(Texte source):
────────────────

Si la nature humaine a horreur du vide, elle a également le fâcheux réflexe de s'intéresser principalement aux phénomènes qui la touchent directement et qui sont porteurs de changements ou de conséquences pour elle. À preuve, c'est en devenant parents qu'on se préoccupe des listes d'attente en garderie et des compressions en éducation et c'est en traversant le pont Champlain quotidiennement qu'on s'inquiète de sa décrépitude. Cette réaction n'est guère surprenante, mais elle n'en est pas moins symptomatique d'un certain nombrilisme.

Dans un billet du 28 mars 2013, Jean-François Dumas, président de la firme Influence Communication, qui fait la surveillance et l'analyse des médias, rapportait qu'en 2012, les nouvelles internationales se classaient au 19e rang des priorités médiatiques québécoises et suscitaient neuf fois moins d'intérêt que la cuisine. Les résultats de 2013, publiés dans le rapport État de la nouvelle, ne sont guère plus reluisants alors que l'actualité internationale occupe le 17e rang des grands thèmes traités par les médias, ce qui représente 0.81 % du contenu médiatique québécois, contrairement à 9.32 % pour le reste du Canada et 14.32 % ailleurs dans le monde.

J'éprouve un mélange de respect, de fascination et d'admiration pour les professionnels québécois, nés et formés ici, qui renoncent à leur stabilité et leur sécurité occidentales pour répondre à l'appel de l'ailleurs et se consacrer à des causes humanitaires internationales. Je pense à un ancien collègue, Me Pascal Paradis, qui a laissé le confort de la pratique privée dans un grand cabinet pour donner des ailes à Avocats sans frontière, une ONG qui soutient la défense des droits humains des groupes ou des personnes les plus vulnérables dans le monde.

────────────────

(Extrait de données):
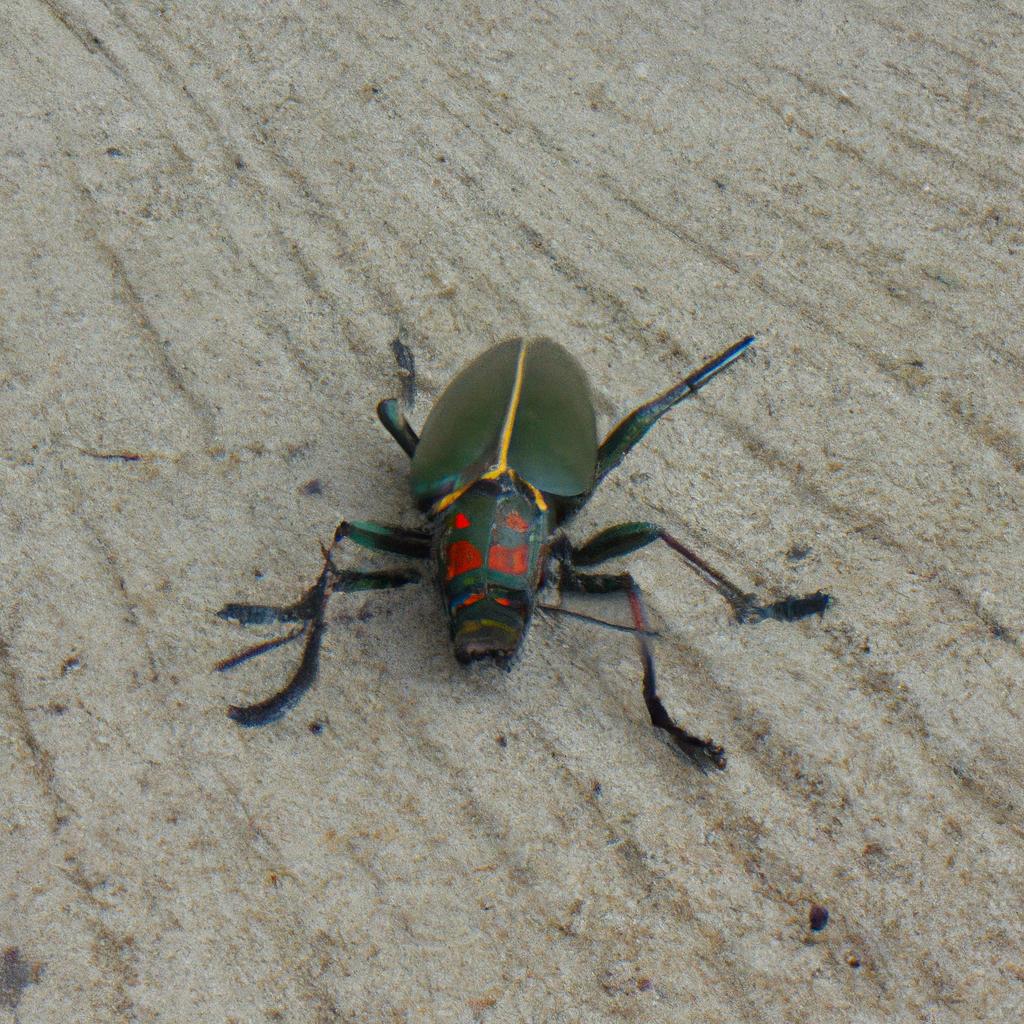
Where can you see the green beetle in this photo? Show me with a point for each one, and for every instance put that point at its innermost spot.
(507, 456)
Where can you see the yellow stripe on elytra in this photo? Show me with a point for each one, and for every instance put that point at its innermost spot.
(503, 452)
(502, 466)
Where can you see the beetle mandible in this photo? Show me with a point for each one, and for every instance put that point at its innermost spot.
(507, 456)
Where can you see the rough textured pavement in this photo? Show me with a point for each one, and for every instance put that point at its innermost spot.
(213, 223)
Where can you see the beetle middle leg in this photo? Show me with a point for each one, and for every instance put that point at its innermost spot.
(629, 537)
(704, 753)
(311, 607)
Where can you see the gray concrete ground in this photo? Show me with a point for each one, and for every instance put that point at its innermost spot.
(215, 217)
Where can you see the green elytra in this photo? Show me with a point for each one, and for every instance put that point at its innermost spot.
(507, 456)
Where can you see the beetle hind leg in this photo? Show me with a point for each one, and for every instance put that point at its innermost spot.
(704, 754)
(630, 537)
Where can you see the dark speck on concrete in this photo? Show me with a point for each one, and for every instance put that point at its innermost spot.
(15, 976)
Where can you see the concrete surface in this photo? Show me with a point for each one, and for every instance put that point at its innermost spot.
(217, 216)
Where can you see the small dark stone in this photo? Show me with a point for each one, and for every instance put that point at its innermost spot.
(818, 916)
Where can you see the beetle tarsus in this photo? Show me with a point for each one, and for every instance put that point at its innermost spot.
(787, 609)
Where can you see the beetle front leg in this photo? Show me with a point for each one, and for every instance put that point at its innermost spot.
(310, 609)
(704, 753)
(629, 537)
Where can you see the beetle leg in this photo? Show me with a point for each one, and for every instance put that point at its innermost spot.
(390, 414)
(704, 753)
(631, 430)
(628, 537)
(310, 608)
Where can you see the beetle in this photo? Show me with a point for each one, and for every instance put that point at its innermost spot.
(507, 456)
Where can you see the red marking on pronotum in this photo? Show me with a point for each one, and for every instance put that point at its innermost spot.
(516, 522)
(462, 557)
(512, 560)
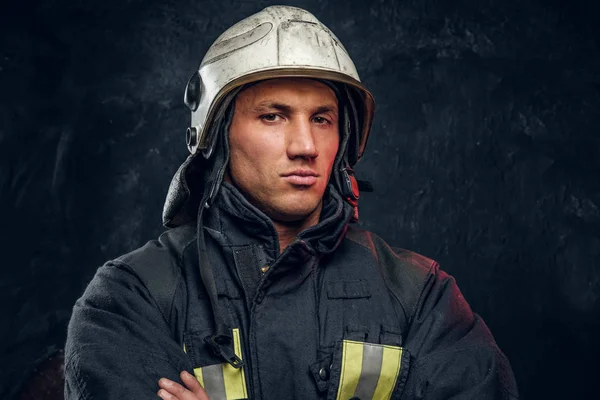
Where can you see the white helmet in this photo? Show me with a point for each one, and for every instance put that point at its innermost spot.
(277, 42)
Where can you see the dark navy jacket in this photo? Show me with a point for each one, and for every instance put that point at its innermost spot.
(338, 315)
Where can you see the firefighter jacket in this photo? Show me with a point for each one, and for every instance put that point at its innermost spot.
(337, 315)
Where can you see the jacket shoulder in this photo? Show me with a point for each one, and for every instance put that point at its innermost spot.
(170, 244)
(405, 272)
(158, 264)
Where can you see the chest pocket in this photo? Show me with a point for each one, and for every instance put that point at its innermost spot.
(223, 381)
(368, 371)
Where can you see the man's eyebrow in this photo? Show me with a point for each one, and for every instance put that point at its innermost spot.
(267, 106)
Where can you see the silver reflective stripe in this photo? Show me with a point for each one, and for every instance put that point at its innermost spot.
(214, 383)
(370, 371)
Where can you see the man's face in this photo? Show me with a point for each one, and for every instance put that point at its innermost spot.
(283, 141)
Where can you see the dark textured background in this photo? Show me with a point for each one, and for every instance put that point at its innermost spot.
(485, 155)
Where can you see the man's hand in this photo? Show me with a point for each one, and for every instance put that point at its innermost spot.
(170, 390)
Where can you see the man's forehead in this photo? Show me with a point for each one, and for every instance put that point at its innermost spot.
(274, 91)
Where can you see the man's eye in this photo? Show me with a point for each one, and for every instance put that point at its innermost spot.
(269, 117)
(321, 120)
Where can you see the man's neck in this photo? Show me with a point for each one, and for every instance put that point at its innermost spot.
(287, 231)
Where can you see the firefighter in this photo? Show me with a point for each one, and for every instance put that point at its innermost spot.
(262, 287)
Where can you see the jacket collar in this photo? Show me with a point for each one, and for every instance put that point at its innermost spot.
(233, 221)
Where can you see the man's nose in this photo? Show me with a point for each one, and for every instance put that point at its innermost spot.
(301, 141)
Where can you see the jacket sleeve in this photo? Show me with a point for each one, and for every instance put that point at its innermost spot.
(118, 343)
(453, 353)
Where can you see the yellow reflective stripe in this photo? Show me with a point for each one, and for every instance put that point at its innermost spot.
(390, 370)
(199, 376)
(351, 367)
(235, 381)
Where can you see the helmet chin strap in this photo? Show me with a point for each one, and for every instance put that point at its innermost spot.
(344, 179)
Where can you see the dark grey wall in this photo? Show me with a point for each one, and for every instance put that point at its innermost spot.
(485, 155)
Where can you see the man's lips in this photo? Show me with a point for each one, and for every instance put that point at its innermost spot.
(302, 177)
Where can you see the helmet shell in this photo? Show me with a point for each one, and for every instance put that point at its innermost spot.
(277, 42)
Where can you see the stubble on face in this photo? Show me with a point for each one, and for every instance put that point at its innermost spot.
(283, 141)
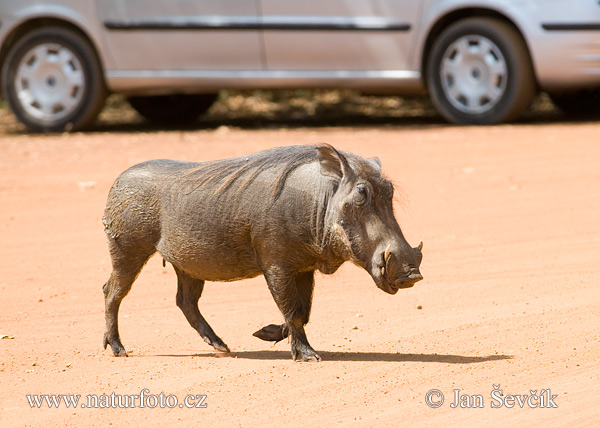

────────────────

(Action demandée 1):
D'après le texte sur l'actualité internationale, à quel rang les nouvelles internationales figuraient-elles parmi les priorités médiatiques québécoises en 2012 ?
(Action demandée 2):
Veuillez poursuivre le texte sur l'actualité internationale à partir de sa dernière phrase, s'il vous plaît.

(Votre réponse 1):
Au 19e rang.

(Votre réponse 2):
Je pense aussi, et surtout, à Dre Joanne Liu, pédiatre originaire de Québec et présidente internationale de Médecins sans frontières (MSF). C'est la Dre Liu elle-même qui a sonné l'alarme la semaine dernière dans un cri du coeur lancé au siège de l'ONU afin de sensibiliser la planète à la gravité de l'épidémie d'Ebola qui sévit en Afrique. MSF estime que « le monde perd la bataille contre l'Ebola et que les États se contentent de rejoindre une coalition mondiale de l'inaction ». Cette inaction mondiale, c'est d'abord celle des gouvernements, mais également notre propre insouciance - sans malice, soit -, mais qui nourrit une certaine apathie envers les drames qui se déroulent au-delà de nos frontières.

Plus tôt cette année (La Presse, 21 avril et 1er juin 2014), la Dre Liu évoquait déjà son indignation devant l'indifférence collective à l'égard des tragédies humanitaires au coeur desquelles MSF est plongé, que ce soit en Syrie, au Soudan du Sud ou en Centrafrique. La timidité de la réaction mondiale dans le dossier de l'Ebola vient donc s'ajouter à une liste déjà trop pleine d'horreurs ignorées.

Il reste désolant de voir que notre intérêt à l'égard du virus Ebola se limite à nous assurer que les patients québécois suspects, périodiquement rapportés par les médias, ne sont finalement pas infectés par la terrible maladie et que notre système de santé est paré à réagir à une propagation éventuelle du virus. Rassurés sur notre propre sort, nous retournons rapidement à nos occupations pendant que dans certains pays africains directement touchés par l'épidémie, les cadavres, hautement infectieux, pourrissent dans les rues.

Si la mobilisation mondiale a permis au phénomène du Ice Bucket Challenge de faire pleuvoir les dons sur la Société de la sclérose latérale amyotrophique, nous sommes loin d'être impuissants. Des efforts concertés et des pressions sur les gouvernements permettraient d'interpeller la communauté internationale pour financer plus de lits, créer un réseau d'hôpitaux de campagne, envoyer du personnel médical et déployer des laboratoires volants. Il devient impératif de surmonter notre peur et notre incompréhension devant l'inconnu, de lever le nez de notre nombril et de répondre à l'appel à la sensibilisation qui est lancé.